Data to process -
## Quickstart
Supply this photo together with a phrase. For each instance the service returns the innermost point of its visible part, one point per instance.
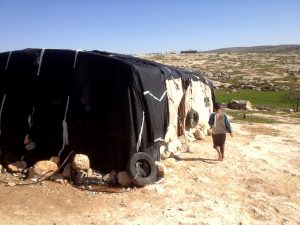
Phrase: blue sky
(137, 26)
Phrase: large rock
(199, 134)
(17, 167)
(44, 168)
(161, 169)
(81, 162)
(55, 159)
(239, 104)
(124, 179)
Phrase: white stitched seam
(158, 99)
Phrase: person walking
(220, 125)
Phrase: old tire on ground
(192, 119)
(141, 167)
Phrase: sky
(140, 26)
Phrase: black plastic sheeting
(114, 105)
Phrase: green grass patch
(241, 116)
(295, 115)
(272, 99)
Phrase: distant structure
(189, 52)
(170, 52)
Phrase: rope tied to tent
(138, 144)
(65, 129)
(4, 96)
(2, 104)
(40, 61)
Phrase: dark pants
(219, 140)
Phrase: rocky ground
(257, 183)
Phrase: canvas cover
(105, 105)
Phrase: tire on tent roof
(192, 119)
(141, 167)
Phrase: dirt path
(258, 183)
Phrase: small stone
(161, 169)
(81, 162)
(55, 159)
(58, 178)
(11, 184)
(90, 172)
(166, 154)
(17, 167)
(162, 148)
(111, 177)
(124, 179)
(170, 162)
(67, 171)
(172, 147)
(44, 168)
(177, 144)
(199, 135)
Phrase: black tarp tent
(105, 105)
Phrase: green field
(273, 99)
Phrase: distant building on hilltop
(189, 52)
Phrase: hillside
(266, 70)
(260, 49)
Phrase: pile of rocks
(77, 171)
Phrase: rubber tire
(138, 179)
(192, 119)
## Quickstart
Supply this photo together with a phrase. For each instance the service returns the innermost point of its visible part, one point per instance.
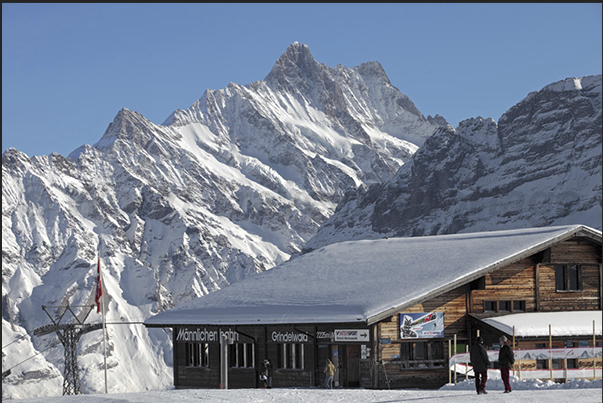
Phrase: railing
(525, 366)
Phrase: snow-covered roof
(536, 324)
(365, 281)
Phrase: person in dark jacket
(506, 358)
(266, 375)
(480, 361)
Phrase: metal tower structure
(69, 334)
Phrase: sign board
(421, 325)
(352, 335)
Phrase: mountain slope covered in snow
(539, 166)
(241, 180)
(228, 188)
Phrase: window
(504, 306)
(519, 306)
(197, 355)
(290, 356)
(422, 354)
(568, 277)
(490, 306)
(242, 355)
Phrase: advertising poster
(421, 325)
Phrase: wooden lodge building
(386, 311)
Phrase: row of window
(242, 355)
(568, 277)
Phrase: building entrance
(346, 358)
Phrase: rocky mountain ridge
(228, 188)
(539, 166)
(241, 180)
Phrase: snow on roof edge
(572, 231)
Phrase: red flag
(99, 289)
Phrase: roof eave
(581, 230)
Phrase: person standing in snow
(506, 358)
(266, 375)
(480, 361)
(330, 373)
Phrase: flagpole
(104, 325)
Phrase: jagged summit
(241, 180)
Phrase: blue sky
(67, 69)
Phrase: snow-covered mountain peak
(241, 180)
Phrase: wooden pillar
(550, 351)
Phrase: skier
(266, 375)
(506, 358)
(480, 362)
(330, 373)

...

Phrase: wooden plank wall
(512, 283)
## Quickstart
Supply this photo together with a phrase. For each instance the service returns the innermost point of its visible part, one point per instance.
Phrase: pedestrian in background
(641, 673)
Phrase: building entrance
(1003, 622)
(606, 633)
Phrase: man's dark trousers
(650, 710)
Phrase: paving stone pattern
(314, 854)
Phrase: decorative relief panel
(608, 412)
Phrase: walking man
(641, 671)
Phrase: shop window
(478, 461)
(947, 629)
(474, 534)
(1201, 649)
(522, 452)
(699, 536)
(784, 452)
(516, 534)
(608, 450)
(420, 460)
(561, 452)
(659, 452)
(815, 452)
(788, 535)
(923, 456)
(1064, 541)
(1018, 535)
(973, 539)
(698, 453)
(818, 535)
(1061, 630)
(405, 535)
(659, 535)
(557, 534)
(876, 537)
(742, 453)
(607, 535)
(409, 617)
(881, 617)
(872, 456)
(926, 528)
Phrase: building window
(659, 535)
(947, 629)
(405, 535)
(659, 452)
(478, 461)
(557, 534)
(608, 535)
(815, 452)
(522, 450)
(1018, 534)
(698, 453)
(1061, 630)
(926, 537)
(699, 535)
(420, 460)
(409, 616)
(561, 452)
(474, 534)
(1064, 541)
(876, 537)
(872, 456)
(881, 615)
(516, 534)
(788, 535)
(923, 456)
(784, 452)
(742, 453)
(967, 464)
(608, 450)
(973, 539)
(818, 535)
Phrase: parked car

==

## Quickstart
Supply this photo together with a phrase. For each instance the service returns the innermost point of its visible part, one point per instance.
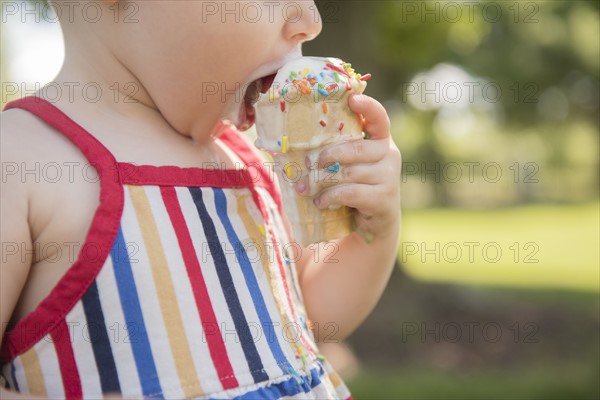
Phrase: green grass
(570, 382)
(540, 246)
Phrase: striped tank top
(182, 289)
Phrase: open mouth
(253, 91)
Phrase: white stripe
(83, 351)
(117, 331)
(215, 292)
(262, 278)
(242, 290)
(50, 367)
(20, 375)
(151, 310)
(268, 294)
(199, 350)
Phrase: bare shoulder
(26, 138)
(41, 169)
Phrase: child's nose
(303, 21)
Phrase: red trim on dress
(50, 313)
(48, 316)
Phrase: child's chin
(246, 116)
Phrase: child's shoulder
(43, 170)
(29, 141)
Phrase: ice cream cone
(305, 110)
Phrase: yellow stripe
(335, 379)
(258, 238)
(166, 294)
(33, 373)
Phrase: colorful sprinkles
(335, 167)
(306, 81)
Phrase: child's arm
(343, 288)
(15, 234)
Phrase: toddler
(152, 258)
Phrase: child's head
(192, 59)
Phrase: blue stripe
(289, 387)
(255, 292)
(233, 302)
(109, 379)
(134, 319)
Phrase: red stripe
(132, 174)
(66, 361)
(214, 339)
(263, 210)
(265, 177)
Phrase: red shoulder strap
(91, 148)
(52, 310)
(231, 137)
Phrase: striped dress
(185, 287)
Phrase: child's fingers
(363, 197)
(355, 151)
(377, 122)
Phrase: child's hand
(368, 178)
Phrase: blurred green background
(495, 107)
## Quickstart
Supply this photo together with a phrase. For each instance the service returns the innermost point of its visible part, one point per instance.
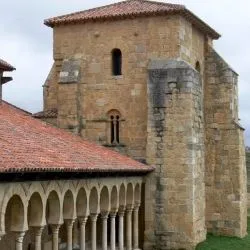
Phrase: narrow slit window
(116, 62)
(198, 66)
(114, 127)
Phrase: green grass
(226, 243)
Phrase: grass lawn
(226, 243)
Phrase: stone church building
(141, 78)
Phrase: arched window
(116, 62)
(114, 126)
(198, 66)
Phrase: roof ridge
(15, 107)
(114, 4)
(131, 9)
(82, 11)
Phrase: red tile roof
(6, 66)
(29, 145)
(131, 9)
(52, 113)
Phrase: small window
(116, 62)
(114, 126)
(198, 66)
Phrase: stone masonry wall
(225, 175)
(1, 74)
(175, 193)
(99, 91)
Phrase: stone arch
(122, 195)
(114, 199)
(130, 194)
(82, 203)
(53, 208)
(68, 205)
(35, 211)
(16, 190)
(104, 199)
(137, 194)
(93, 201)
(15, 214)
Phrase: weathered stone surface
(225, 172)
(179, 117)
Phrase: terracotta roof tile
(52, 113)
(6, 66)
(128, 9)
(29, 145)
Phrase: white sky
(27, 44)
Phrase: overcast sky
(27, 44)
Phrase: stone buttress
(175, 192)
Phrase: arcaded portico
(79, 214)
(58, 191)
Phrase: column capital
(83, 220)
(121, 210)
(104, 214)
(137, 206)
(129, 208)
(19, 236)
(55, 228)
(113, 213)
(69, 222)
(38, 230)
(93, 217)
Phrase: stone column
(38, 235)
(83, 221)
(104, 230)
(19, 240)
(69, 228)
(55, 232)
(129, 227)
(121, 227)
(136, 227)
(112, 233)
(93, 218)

Task brief -
A verbatim transcription is needed of the lines above, starting at the line with "Phrase: man's dark trousers" and ending at the line with "Phrase: parked car", both included, and of nothing else.

Written answer -
Phrase: man's dark trousers
(650, 710)
Phrase: paving stone pattern
(314, 854)
Phrase: decorative relief panel
(608, 412)
Phrase: walking man
(641, 671)
Phrase: shop window
(478, 461)
(947, 629)
(474, 534)
(1201, 649)
(522, 452)
(699, 536)
(784, 452)
(516, 534)
(608, 450)
(420, 460)
(561, 452)
(659, 452)
(815, 452)
(788, 535)
(923, 456)
(1064, 541)
(1018, 535)
(973, 539)
(698, 453)
(818, 535)
(1061, 630)
(405, 535)
(659, 535)
(557, 534)
(876, 537)
(742, 453)
(607, 535)
(409, 617)
(881, 617)
(872, 456)
(926, 528)
Phrase: building window
(659, 535)
(947, 629)
(405, 535)
(659, 452)
(478, 461)
(557, 534)
(608, 535)
(815, 452)
(522, 450)
(1018, 534)
(698, 453)
(1061, 630)
(926, 537)
(699, 535)
(420, 460)
(409, 616)
(561, 452)
(474, 534)
(1064, 541)
(876, 537)
(872, 456)
(881, 615)
(516, 534)
(788, 535)
(923, 456)
(784, 452)
(742, 453)
(967, 464)
(608, 450)
(973, 539)
(818, 535)
Phrase: parked car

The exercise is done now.